++++ 提示文 ++++
働き盛りを苦しめる介護離職問題 親の介護 自分がやらないとダメですか?
はじめに
今回のブログのテーマは介護問題です。
今このブログをお読みになっているあなたは「介護」の経験がございますか?
『まだありません』という方もいらっしゃれば、『介護の事など考えたくもない』と思われている方たちもきっと多くいらっしゃることと思います。
まだ比較的若い世代の方たちはそう思われているのではないでしょうか。
反対に、ある一定の年齢に達すると『いや、私は介護を経験したことがあります。辛い経験でした』という方や、あるいは『今現在、親の介護をしています。
毎日が地獄のような苦しみです』というお気持ちを持たれている方たちも増えていると思います。
40~50歳代以上の年齢になると、いやが上にも自分の身に降りかかってくる大きな問題であることは間違いありません。
親や配偶者の介護は突然にやってくるものです。
「団塊の世代」の方たちが75歳の後期高齢者になる時代が目前に迫っています。
いわゆる2025年問題というものです。
75歳を過ぎると要支援や要介護の状態になる比率が高くなり、いやが上にも
「介護」が他人事ではなくなります。
突然の介護問題にどう備えたらよいのか、私たちは常日頃から知っておく必要があるのではないかと思い、今回の記事を書かせていただきました。
今回のブログでは、親などの介護に伴い発生する介護休業と「介護離職」問題、
また以前にも取り上げたことがある高齢者による介護職員への「パワハラ・セクハラ問題」、そして介護施設での高齢者に対する「虐待問題」など、大きな社会問題となっている案件について、ファイナンシャルプランナー (FP) として再度真剣に考えてみたいと思います。
++++ 提供資料 ++++
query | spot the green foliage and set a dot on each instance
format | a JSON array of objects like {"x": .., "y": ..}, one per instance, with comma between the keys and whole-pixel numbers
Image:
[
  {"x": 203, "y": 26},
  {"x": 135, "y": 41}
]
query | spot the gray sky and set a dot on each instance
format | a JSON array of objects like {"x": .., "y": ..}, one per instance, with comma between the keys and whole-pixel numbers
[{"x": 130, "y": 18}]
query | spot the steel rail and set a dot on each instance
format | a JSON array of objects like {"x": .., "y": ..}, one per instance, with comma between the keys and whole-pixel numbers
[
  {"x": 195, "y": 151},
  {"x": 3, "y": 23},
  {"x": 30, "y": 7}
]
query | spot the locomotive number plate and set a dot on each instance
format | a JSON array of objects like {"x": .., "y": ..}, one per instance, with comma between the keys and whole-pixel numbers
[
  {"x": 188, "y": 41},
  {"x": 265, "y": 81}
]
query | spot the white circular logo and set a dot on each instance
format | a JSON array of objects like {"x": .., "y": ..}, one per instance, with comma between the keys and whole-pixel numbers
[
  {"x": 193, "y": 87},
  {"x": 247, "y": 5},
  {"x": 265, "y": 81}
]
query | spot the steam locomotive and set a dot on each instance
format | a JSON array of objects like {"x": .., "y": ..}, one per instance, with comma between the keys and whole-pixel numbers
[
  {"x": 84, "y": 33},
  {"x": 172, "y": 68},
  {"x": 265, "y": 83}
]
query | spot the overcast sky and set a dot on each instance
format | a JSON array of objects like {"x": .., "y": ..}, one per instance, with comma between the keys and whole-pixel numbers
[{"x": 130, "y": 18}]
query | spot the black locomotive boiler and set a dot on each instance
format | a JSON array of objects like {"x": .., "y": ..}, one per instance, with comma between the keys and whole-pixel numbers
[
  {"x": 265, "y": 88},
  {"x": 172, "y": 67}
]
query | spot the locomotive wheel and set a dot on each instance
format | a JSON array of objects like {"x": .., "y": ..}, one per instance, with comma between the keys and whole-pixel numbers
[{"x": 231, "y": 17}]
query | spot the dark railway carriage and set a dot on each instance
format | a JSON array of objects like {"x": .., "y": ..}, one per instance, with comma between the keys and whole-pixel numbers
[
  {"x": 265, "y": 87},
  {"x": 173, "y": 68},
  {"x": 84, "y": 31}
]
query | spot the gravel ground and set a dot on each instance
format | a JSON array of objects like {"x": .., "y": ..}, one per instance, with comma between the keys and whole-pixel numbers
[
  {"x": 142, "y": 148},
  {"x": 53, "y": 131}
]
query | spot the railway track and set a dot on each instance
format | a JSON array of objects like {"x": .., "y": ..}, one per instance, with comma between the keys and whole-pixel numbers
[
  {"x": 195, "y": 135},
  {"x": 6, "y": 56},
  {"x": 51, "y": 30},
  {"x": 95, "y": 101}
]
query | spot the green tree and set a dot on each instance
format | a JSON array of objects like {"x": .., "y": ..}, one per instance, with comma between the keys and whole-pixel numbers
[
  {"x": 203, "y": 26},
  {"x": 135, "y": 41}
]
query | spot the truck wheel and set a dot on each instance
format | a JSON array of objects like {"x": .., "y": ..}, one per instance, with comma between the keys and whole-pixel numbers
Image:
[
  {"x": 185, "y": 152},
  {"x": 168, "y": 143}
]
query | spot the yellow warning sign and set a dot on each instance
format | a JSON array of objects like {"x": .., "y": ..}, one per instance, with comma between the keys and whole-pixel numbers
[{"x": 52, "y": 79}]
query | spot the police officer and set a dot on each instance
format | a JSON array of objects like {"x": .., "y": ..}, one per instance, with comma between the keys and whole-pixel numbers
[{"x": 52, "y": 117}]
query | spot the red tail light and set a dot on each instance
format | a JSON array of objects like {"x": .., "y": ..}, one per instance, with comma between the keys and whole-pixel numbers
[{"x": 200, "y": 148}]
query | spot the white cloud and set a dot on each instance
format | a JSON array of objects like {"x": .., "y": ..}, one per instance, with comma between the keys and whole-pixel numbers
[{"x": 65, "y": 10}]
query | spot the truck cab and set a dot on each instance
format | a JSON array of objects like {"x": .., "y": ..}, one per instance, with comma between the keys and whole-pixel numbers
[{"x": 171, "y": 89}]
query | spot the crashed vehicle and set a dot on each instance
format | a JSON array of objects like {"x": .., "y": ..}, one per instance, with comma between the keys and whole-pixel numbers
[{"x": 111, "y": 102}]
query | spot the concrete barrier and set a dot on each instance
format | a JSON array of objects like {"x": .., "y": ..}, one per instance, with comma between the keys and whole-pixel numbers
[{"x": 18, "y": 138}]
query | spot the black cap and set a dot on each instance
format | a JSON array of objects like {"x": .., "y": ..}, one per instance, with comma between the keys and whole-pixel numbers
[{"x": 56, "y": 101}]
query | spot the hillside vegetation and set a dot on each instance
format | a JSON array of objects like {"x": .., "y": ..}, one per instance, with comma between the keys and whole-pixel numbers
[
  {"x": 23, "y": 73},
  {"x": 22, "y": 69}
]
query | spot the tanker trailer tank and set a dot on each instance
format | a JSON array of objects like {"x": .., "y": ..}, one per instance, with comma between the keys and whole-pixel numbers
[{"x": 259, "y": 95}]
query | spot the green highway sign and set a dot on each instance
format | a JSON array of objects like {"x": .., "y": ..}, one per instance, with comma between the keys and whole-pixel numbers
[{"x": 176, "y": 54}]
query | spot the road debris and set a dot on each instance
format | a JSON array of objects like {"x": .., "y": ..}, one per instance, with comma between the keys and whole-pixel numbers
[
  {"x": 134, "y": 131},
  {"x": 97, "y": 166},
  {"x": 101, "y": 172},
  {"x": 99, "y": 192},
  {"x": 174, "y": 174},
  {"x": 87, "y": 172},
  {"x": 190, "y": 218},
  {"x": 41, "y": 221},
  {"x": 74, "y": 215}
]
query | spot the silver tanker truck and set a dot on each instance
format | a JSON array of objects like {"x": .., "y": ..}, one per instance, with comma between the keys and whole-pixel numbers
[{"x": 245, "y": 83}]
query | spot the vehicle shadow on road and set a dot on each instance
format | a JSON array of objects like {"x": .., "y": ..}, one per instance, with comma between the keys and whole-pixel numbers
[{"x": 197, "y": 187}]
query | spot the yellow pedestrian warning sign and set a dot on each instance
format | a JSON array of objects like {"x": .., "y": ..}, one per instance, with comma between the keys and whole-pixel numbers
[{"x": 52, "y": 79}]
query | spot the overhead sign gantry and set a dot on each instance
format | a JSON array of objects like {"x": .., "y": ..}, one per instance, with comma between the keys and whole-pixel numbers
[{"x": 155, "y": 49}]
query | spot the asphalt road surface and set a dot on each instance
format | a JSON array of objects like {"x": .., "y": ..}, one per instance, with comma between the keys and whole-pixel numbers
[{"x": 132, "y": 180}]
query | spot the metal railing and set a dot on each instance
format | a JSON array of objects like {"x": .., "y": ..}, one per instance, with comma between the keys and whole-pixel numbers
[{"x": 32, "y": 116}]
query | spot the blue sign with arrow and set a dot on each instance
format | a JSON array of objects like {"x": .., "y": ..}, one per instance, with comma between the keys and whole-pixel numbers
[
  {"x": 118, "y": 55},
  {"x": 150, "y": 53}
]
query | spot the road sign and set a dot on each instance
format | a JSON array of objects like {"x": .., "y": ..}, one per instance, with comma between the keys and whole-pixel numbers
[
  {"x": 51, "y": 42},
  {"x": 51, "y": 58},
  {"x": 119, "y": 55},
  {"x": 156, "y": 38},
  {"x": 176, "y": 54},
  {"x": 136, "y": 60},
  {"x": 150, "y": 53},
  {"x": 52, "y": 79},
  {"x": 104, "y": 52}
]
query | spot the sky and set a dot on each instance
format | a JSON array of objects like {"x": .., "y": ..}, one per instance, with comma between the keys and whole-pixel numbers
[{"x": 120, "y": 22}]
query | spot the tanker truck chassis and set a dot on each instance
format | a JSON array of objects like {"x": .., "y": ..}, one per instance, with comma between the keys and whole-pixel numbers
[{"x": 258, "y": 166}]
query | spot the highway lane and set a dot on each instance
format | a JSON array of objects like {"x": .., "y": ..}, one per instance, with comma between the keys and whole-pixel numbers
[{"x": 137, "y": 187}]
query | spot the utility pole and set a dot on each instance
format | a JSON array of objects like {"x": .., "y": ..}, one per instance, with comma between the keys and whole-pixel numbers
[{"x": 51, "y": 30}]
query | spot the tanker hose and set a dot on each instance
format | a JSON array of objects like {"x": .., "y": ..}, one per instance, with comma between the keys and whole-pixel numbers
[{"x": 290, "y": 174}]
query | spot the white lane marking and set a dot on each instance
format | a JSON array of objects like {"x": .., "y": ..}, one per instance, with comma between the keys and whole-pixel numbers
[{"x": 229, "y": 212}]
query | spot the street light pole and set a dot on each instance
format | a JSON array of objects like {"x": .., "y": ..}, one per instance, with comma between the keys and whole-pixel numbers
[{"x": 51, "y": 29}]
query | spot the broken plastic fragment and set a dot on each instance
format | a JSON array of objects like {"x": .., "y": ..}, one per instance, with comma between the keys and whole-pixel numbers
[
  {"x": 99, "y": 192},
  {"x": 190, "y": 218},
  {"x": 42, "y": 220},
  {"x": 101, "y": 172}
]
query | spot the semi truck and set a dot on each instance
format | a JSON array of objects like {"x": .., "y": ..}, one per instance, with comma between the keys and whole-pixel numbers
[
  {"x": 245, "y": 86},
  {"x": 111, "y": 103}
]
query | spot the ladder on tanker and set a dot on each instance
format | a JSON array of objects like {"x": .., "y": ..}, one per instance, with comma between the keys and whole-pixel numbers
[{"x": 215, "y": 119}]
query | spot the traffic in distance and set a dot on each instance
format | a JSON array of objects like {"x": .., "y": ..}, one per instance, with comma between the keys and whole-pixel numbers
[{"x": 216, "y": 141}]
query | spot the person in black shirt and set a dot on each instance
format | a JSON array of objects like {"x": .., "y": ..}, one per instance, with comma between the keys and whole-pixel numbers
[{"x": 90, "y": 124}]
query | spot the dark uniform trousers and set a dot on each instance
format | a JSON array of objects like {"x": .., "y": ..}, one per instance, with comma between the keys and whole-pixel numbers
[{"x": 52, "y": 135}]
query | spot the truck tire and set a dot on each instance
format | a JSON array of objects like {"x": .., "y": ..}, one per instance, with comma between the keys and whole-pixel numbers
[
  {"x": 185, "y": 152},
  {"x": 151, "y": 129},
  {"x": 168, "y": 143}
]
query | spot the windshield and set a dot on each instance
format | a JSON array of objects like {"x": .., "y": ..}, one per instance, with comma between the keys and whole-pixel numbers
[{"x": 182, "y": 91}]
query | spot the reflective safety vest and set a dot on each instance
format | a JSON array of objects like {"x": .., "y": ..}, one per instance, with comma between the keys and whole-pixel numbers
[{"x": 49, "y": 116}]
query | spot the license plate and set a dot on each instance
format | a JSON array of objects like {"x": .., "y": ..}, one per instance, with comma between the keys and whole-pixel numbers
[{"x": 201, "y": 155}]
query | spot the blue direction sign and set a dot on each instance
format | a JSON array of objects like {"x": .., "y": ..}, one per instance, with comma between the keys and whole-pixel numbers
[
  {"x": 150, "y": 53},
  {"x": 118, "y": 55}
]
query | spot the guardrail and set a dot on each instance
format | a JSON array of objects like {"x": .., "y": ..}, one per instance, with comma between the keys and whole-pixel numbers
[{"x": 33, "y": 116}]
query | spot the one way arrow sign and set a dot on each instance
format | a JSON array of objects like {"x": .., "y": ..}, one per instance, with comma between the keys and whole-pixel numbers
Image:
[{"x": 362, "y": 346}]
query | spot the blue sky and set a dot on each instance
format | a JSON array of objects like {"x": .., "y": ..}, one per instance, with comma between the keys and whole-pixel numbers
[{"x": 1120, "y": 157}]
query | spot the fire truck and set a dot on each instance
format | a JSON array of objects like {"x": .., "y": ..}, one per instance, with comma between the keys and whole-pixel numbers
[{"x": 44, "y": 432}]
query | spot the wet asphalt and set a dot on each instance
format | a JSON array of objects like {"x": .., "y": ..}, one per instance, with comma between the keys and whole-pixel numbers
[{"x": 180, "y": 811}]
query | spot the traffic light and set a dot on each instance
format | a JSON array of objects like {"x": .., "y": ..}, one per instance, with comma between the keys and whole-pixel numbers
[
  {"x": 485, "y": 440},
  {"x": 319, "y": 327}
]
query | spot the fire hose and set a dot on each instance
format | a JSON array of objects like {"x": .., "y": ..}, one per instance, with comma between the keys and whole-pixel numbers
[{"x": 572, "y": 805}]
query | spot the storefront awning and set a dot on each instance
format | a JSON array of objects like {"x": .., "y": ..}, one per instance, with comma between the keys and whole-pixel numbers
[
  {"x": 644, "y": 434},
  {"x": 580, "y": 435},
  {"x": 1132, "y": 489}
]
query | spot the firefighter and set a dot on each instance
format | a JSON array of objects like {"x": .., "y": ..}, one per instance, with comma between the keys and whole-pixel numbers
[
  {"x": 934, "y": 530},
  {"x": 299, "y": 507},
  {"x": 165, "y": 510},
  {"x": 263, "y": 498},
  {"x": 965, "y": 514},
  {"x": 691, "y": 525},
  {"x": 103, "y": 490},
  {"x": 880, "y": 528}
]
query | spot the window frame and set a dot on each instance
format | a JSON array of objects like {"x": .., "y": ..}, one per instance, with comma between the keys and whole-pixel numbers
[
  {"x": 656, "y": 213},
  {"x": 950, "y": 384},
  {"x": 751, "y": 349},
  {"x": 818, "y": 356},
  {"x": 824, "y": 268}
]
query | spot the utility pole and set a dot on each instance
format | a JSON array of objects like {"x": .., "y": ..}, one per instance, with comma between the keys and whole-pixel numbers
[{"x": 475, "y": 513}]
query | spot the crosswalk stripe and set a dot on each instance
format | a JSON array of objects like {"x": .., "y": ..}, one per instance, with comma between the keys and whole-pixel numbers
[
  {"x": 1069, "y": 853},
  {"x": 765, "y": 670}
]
++++
__演習課題__.
介護問題を扱ったブログ記事の続きを、最後の文の後から書き継ぐこと。

__解答__.
目次
介護保険制度と介護休業の本質
介護保険 発足20年
2000年(平成12年) 4月に「介護保険制度」が始まって、早くも20年が経とうとしています。
かつて、高齢者の介護は家族の中で、”女性” 特に ”嫁” がするのが当然だと思われていた時代がありました。いや、今でもそう思われていることが多いようです。
それが、「介護保険制度」が発足したことによって、地域社会の中で介護の専門職も交えて、皆で高齢者を支える仕組みに変わっていきました。
介護問題が家庭から外に向かって開かれるようになり、親の介護を他人に頼むということが、恥や負い目ではなくなってきました。
そして高齢化社会が進むにつれて介護は女性だけの関心事ではなくなり、普通のサラリーマンも仕事や出世のことと同じ割合で親の介護を話題にする時代になっていきました。
こうして実際に働き盛りの世代が家族(親)の介護をしなければならないというケースが年々増えていっているのです。
正しい介護保険の使い方 「介護休業」の本質
多くの方が勘違いをしているようですが、「介護休業」というのは、実際に自分が介護をするために会社を休むことではありません。
正確に言うと、「介護準備休業」とでも言ったほうがいいでしょうか。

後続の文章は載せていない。